**Data entries:**
○ ○ ○ ○ ○

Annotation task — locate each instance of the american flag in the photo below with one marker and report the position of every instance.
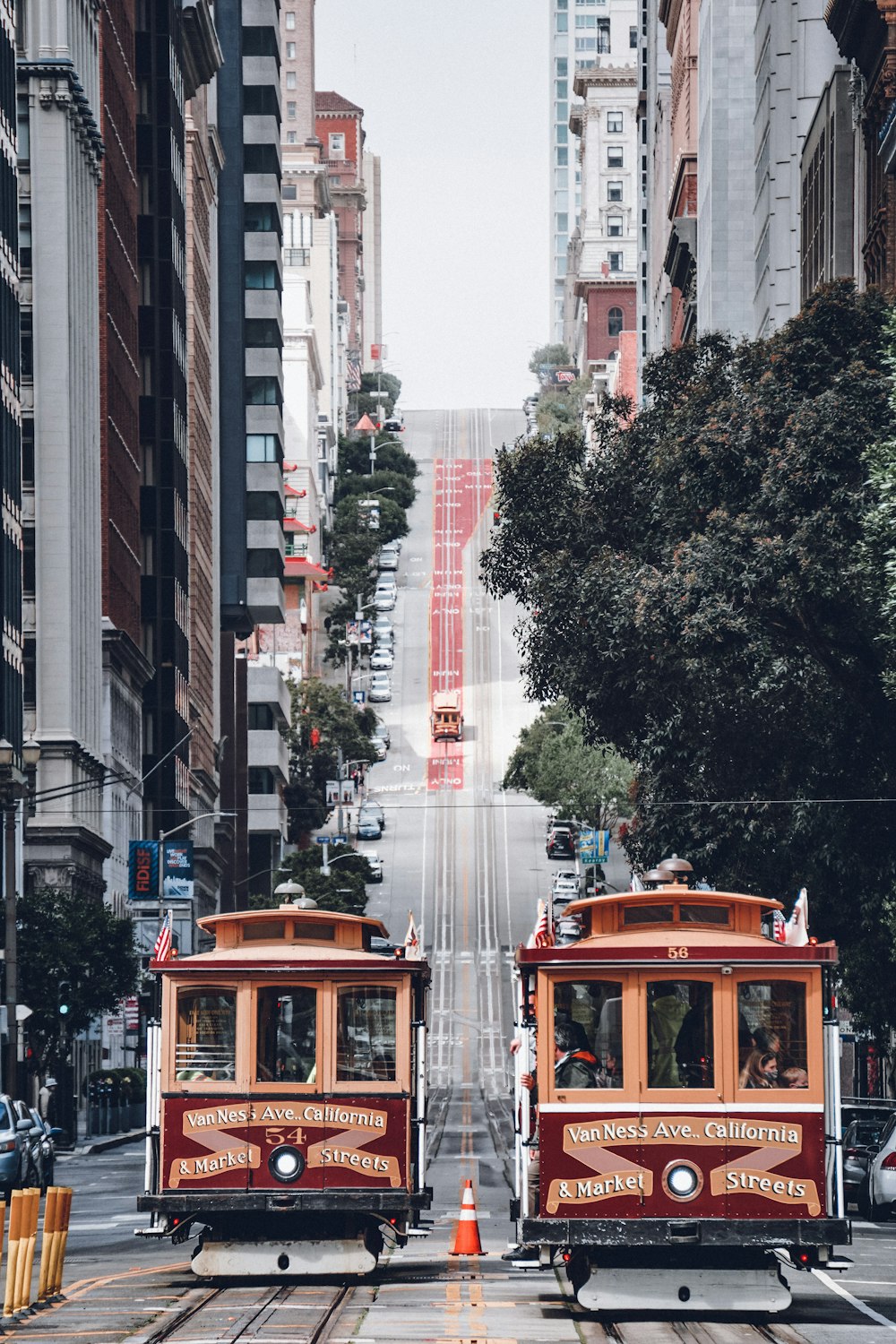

○ ○ ○ ○ ○

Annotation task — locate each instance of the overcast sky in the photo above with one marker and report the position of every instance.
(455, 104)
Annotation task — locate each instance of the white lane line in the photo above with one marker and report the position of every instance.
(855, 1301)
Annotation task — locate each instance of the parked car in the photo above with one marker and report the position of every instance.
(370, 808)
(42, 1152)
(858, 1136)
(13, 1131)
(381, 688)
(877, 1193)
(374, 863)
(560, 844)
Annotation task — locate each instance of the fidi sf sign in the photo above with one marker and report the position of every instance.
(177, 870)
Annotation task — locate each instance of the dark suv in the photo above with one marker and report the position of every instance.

○ ○ ○ ○ ○

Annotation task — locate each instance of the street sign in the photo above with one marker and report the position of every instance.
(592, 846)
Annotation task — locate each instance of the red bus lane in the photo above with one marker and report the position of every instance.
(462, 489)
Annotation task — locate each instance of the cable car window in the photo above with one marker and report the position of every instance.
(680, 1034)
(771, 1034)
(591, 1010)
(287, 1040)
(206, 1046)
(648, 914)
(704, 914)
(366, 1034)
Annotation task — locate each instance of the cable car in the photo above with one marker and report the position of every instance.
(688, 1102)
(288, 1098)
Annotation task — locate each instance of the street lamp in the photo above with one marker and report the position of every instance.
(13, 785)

○ ○ ○ ○ ○

**Short exercise:** Reproduce verbatim the rows that open with the line containing "Annotation task — locate each instance of the overcast" and close with the line containing "Annotation task — locate each instance of the dark", with both of those lines included.

**Finished answer:**
Annotation task — locate each instance of the overcast sky in the photo above with one marker and report the position of every instance.
(455, 104)
Annotation task — locate each instance of the white lane line in the photo above with one marker and report the position of every instance.
(855, 1301)
Annotation task — locate each instance of the parked car in the photo above with one marker and report the position of every instance.
(370, 808)
(42, 1152)
(858, 1136)
(13, 1131)
(381, 688)
(877, 1193)
(374, 863)
(560, 844)
Annotation task — locate each instance of the fidi sf sign in the photo above with one marker and report the position of every instance.
(177, 870)
Annotation task — locate each instance of the dark suv in the photo above with one marker and report the position of every instance.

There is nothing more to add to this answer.